**EXERCISE AIM**
Convert all the entries below into a JSON list of strings, one string per line, leaving out any blank lines.

[Named-object pointing records]
****************

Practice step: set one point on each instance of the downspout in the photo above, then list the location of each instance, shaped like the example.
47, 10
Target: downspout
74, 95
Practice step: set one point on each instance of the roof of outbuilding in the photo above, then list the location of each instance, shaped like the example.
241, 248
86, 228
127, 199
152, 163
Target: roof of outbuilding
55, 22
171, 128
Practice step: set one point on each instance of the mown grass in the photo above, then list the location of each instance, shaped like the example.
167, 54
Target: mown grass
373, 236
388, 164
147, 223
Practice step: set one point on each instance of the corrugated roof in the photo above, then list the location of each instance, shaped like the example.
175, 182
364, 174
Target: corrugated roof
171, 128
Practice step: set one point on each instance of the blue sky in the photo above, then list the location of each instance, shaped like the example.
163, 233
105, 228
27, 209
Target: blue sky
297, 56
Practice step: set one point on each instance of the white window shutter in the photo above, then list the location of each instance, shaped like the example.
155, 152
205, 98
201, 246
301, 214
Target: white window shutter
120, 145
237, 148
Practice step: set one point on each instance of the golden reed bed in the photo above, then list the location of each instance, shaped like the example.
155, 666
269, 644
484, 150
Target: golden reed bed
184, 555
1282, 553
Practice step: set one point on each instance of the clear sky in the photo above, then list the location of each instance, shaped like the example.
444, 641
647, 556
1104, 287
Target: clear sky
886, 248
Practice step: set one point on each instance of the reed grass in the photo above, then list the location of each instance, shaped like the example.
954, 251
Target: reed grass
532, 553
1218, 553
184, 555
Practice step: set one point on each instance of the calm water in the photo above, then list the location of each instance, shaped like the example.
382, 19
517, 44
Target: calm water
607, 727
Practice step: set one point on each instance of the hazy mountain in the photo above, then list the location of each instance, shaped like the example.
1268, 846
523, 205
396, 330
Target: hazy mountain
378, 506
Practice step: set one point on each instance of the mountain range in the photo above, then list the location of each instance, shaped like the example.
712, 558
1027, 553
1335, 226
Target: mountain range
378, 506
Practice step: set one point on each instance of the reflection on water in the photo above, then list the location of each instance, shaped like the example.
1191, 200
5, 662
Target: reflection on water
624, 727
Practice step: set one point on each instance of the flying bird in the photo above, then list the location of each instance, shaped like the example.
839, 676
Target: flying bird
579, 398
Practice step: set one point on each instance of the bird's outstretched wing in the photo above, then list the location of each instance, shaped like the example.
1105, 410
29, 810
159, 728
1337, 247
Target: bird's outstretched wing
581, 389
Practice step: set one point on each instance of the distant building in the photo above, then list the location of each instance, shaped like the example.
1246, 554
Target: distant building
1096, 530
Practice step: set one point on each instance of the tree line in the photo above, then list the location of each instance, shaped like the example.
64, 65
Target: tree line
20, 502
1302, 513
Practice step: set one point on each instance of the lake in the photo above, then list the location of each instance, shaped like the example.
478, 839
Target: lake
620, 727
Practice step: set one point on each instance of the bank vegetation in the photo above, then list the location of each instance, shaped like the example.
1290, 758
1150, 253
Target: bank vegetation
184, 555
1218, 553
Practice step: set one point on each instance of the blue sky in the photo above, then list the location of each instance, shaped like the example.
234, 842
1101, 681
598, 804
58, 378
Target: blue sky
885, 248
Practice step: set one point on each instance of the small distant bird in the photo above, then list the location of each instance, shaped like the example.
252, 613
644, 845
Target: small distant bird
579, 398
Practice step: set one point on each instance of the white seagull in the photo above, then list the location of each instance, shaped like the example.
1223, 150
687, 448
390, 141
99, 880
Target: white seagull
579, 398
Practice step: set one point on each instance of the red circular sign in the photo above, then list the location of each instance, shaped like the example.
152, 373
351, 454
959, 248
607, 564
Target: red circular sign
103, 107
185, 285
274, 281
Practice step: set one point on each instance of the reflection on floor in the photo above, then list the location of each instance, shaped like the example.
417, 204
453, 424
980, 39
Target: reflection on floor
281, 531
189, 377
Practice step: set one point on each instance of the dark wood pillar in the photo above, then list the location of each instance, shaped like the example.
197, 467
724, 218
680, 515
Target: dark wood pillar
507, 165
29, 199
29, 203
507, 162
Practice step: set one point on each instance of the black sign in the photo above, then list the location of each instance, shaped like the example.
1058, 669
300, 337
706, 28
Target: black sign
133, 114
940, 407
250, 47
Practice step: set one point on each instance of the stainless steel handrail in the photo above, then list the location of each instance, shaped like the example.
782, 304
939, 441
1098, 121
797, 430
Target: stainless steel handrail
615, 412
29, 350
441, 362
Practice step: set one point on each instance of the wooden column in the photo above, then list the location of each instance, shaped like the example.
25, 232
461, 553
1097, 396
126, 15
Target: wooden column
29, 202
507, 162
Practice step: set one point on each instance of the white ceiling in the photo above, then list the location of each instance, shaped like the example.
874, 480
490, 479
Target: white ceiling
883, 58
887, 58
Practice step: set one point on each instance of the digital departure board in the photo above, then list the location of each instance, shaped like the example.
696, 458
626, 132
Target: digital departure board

****************

**THE ANSWER**
[
  "Practice step: set one point on each instance of the downspout in the photo above, then list the location of each instance, shaped like the example.",
  "47, 10",
  "Target: downspout",
  "74, 95",
  "Practice step: set one point on each instance of the roof of outbuilding in the photo above, then list the location of each instance, shaped like the example.",
  "241, 248",
  "86, 228",
  "127, 199",
  "152, 163",
  "Target: roof of outbuilding",
  "55, 22",
  "171, 128",
  "Practice step: set one point on each instance of the mown grass in the photo above, then list the location of each instance, shaped like the example.",
  "167, 54",
  "Target: mown grass",
  "373, 236",
  "388, 164",
  "147, 223",
  "Practice step: set one point on each instance of the corrugated roof in the photo above, then list the location of each instance, shaped like the example.",
  "175, 182",
  "364, 174",
  "Target: corrugated roof",
  "171, 128",
  "Practice step: set one point on each instance of the blue sky in the photo above, then list the location of each instance, shaped like the example.",
  "163, 233",
  "105, 228",
  "27, 209",
  "Target: blue sky",
  "297, 56",
  "Practice step: set one point on each instance of the white window shutter in the photo above, then list the location of each instance, shaped like the example.",
  "155, 152",
  "205, 98",
  "201, 246",
  "301, 214",
  "Target: white window shutter",
  "120, 145",
  "237, 148",
  "Practice step: set one point on each instance of the golden reed bed in the photo above, then list the location of each instance, shaped like the example.",
  "155, 666",
  "269, 644",
  "484, 150",
  "Target: golden reed bed",
  "184, 555",
  "1282, 553",
  "Practice step: set one point on each instance of the clear sky in the photo above, then list the location of each instance, shaped like the example.",
  "444, 641",
  "647, 556",
  "1104, 287",
  "Target: clear sky",
  "886, 248",
  "Practice step: set one point on each instance of the reed grass in the photo above, then list the location of each instance, shaped like the example.",
  "954, 251",
  "Target: reed grass",
  "532, 553",
  "1218, 553",
  "184, 555",
  "Practice step: set one point on each instance of the calm water in the photo above, then list the location of each instance, shaped like the example.",
  "382, 19",
  "517, 44",
  "Target: calm water",
  "607, 727",
  "Practice step: set one point on each instance of the hazy mountain in the photo above, then list the location of each instance, shaped like the example.",
  "1268, 846",
  "523, 205",
  "396, 330",
  "Target: hazy mountain",
  "378, 506",
  "Practice step: set one point on each instance of the mountain range in the photo above, then list the location of each instance, shaped like the example.",
  "712, 558",
  "1027, 553",
  "1335, 226",
  "Target: mountain range",
  "378, 506",
  "Practice step: set one point on each instance of the reflection on water in the photo above, then list the location of each instance, shaped like the example.",
  "1191, 200",
  "5, 662",
  "Target: reflection on water",
  "624, 727",
  "Practice step: set one point on each instance of the flying bird in the photo above, then list the location of each instance, shaped like the example.",
  "839, 676",
  "Target: flying bird",
  "579, 398",
  "Practice step: set one point on each instance of the bird's outstretched wing in the photo above, then list the location of each instance, shaped like the example.",
  "1105, 410",
  "29, 810",
  "159, 728",
  "1337, 247",
  "Target: bird's outstretched wing",
  "581, 389",
  "Practice step: set one point on each instance of the distant building in the photo above, then list the location of each instance, shaped like the example.",
  "1246, 554",
  "Target: distant building",
  "1096, 530",
  "Practice step: set one point on each instance of the tree line in the photo above, then list the location of each instance, shaped like the example.",
  "64, 65",
  "Target: tree line",
  "20, 502",
  "1302, 513",
  "Practice step: set one point on each instance of the lake in the photo above, then list the location of each instance, shaped like the example.",
  "478, 839",
  "Target: lake",
  "620, 727",
  "Practice step: set one point on each instance of the bank vegetation in the photo above, then list the location of each instance, shaped like the example.",
  "1290, 758",
  "1150, 253",
  "Target: bank vegetation",
  "184, 555",
  "1218, 553",
  "Practice step: set one point on each instance of the blue sky in the photo above, then list the location of each instance, shaped like the example.",
  "234, 842",
  "1101, 681",
  "598, 804",
  "58, 378",
  "Target: blue sky",
  "885, 248",
  "Practice step: set one point on each instance of the small distant bird in the photo above, then list the location of each instance, shaped like the example.",
  "252, 613",
  "644, 845",
  "Target: small distant bird",
  "579, 398",
  "Practice step: set one point on each instance of the white seagull in the photo above, then list the location of each instance, shaped like the example.",
  "1223, 150",
  "687, 448",
  "390, 141",
  "99, 880",
  "Target: white seagull",
  "579, 398",
  "Practice step: set one point on each instance of the red circular sign in the photo above, then list the location of each instance, shaped like the example.",
  "152, 373",
  "351, 454",
  "959, 248",
  "607, 564",
  "Target: red circular sign",
  "103, 107",
  "185, 285",
  "274, 281",
  "Practice step: set one point on each instance of the reflection on floor in the photo above, then list the location of each instance, shaped like the example.",
  "417, 204",
  "453, 424",
  "980, 39",
  "Target: reflection on floor",
  "281, 531",
  "189, 377",
  "Practice step: set one point on each instance of the dark wood pillar in the photo above, then list the location of each instance, shaped like the example.",
  "197, 467",
  "724, 218",
  "680, 515",
  "Target: dark wood pillar",
  "507, 165",
  "29, 199",
  "29, 203",
  "507, 162",
  "Practice step: set one point on each instance of the black sign in the photo above, then list the location of each instance, shaped like the example.",
  "1058, 669",
  "300, 337",
  "706, 28",
  "Target: black sign",
  "133, 114",
  "940, 407",
  "250, 47",
  "Practice step: set one point on each instance of the stainless steel handrail in the photo above, then list the location of each instance, shaped like the example.",
  "782, 304",
  "939, 441",
  "1098, 121",
  "797, 430",
  "Target: stainless steel handrail",
  "615, 412",
  "29, 350",
  "441, 362",
  "Practice step: set one point on each instance of the wooden column in the photo above, then list the location of each instance, shaped like the example.",
  "25, 232",
  "461, 553",
  "1097, 396",
  "126, 15",
  "Target: wooden column",
  "29, 202",
  "507, 162",
  "Practice step: set one point on each instance of the white ceiling in the photo above, then list the location of each instance, shaped like the example.",
  "874, 480",
  "490, 479",
  "Target: white ceiling",
  "883, 58",
  "887, 58",
  "Practice step: set one point on each instance of the digital departure board in the photo above, then list the location of each instance, shaped like the example.",
  "696, 458",
  "626, 132",
  "Target: digital departure board"
]